#### TASK INPUTS:
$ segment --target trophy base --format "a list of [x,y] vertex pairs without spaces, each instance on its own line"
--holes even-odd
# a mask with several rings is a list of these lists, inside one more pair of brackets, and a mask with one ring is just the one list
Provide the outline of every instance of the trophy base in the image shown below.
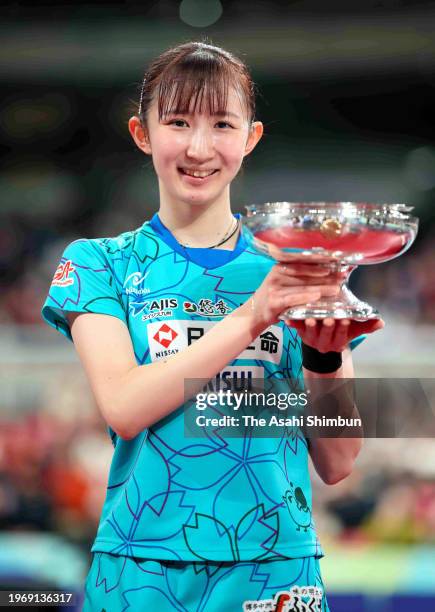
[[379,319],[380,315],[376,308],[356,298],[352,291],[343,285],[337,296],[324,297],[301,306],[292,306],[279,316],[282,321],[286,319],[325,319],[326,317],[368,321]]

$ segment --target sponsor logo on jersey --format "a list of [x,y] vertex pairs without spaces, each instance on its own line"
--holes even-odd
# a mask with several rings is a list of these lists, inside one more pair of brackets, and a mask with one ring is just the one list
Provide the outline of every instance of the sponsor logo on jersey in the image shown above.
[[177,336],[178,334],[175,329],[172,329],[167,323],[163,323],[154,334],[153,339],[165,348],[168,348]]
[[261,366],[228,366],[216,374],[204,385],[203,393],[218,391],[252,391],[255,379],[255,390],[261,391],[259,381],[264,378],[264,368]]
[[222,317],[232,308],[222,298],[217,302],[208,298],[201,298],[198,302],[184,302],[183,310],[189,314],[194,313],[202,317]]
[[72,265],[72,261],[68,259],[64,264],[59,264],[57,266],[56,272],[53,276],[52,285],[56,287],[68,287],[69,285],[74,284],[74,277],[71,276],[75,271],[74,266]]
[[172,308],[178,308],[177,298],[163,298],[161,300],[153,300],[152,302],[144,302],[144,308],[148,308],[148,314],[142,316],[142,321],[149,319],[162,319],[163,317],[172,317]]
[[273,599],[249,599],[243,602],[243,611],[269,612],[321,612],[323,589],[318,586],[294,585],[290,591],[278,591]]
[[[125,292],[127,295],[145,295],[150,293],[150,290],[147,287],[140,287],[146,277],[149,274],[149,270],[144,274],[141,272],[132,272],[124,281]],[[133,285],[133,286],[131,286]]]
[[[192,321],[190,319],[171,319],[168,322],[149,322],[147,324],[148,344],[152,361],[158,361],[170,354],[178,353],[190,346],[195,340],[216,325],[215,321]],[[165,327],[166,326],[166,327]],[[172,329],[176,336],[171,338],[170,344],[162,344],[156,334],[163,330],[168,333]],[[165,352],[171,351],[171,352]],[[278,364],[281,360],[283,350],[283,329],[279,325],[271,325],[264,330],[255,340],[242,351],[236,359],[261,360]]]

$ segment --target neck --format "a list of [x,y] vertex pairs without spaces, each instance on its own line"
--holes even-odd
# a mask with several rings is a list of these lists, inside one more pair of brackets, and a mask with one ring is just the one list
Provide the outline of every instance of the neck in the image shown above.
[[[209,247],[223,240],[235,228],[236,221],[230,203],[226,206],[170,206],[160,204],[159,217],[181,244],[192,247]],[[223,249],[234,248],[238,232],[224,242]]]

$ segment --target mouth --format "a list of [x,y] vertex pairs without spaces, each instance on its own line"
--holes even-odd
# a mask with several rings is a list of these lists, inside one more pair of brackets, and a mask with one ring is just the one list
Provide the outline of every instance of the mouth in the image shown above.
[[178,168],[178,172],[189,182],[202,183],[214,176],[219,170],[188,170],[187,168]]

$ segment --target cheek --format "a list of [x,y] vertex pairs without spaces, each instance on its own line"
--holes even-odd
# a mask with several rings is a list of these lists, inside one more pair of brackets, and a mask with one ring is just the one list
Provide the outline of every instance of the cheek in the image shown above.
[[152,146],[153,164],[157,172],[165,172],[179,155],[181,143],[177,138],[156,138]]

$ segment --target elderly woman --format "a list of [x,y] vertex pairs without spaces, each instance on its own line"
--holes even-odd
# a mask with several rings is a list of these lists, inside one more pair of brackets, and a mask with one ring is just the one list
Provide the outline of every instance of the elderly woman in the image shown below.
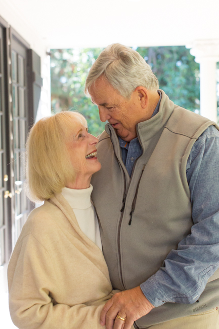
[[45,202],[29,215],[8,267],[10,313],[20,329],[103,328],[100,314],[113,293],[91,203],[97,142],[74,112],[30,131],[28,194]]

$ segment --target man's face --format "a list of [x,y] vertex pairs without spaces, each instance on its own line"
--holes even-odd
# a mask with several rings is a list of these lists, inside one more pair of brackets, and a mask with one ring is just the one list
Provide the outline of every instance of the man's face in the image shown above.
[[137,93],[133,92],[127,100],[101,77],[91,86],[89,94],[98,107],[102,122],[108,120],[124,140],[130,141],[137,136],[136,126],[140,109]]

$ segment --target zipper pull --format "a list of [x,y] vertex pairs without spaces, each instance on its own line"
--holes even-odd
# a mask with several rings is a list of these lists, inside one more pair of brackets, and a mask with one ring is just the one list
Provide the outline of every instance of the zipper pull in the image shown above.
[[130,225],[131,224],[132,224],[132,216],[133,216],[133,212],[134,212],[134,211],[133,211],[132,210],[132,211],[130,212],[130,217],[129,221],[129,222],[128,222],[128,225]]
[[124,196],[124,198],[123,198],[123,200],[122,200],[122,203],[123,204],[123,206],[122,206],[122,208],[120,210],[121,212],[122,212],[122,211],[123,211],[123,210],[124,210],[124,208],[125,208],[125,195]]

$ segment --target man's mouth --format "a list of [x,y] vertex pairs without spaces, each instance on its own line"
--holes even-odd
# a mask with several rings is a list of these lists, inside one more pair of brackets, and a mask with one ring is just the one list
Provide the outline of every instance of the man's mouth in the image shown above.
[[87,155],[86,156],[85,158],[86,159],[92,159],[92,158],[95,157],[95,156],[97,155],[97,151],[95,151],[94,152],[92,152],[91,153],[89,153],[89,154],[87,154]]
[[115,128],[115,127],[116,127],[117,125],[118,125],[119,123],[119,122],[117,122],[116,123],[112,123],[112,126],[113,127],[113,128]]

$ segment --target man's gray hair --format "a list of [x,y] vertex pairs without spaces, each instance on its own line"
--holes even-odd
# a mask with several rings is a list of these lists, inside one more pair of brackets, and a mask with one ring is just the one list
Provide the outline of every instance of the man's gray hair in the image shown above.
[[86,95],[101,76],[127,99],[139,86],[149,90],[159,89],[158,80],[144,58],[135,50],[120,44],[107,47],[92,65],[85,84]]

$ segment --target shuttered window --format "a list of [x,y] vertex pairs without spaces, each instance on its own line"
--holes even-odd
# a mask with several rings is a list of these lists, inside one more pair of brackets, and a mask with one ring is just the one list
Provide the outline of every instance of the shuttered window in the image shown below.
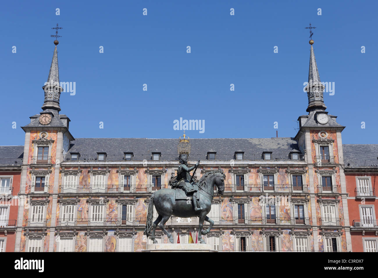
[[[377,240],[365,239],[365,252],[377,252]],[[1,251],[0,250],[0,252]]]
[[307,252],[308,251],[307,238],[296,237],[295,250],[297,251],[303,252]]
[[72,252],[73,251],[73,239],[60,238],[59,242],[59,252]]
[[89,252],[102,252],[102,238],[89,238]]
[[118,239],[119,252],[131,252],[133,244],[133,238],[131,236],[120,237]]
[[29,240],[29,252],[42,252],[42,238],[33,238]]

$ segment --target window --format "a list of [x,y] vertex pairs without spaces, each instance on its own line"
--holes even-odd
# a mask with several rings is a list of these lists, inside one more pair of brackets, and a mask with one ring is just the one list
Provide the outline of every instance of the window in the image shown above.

#### GIVEN REQUEST:
Can you reproduce the listing starting at the line containing "--target man's gray" and ending at the line containing "[[29,240],[29,252],[42,252],[42,238],[33,238]]", keeping every line but shifting each answer coordinate by adding 10 to it, and omitting the picture lines?

#### THE RESPONSE:
$ segment --target man's gray hair --format "a list of [x,y] vertex pairs without spaces, each instance on its own line"
--holes even-odd
# a mask with several rings is a list of these lists, inside one more pair of brackets, and a mask with one ring is just the one list
Provide the outline of every instance of the man's gray hair in the image shown above.
[[96,105],[111,86],[137,109],[149,96],[159,100],[169,99],[168,90],[154,68],[145,60],[130,54],[117,57],[102,75],[95,94]]

$ segment --target shuttered window --format "a list of [x,y] vertex pairs without spaces, each instance on its own line"
--holes even-odd
# a mask with several rings is a list of these lists, inside one more pair of brackets, and a mask with one ring is just the one list
Provide the outline of every instance of the shuttered window in the image shown below.
[[[387,250],[375,249],[375,262],[387,262]],[[11,261],[10,260],[10,262]]]
[[317,262],[318,261],[317,248],[306,247],[305,260],[307,261],[313,262]]
[[82,262],[83,261],[83,249],[70,248],[69,252],[69,262]]
[[99,262],[112,262],[112,248],[99,248]]
[[128,249],[129,262],[141,262],[143,254],[143,248],[141,246],[130,247]]
[[39,250],[39,262],[52,262],[52,248],[43,248]]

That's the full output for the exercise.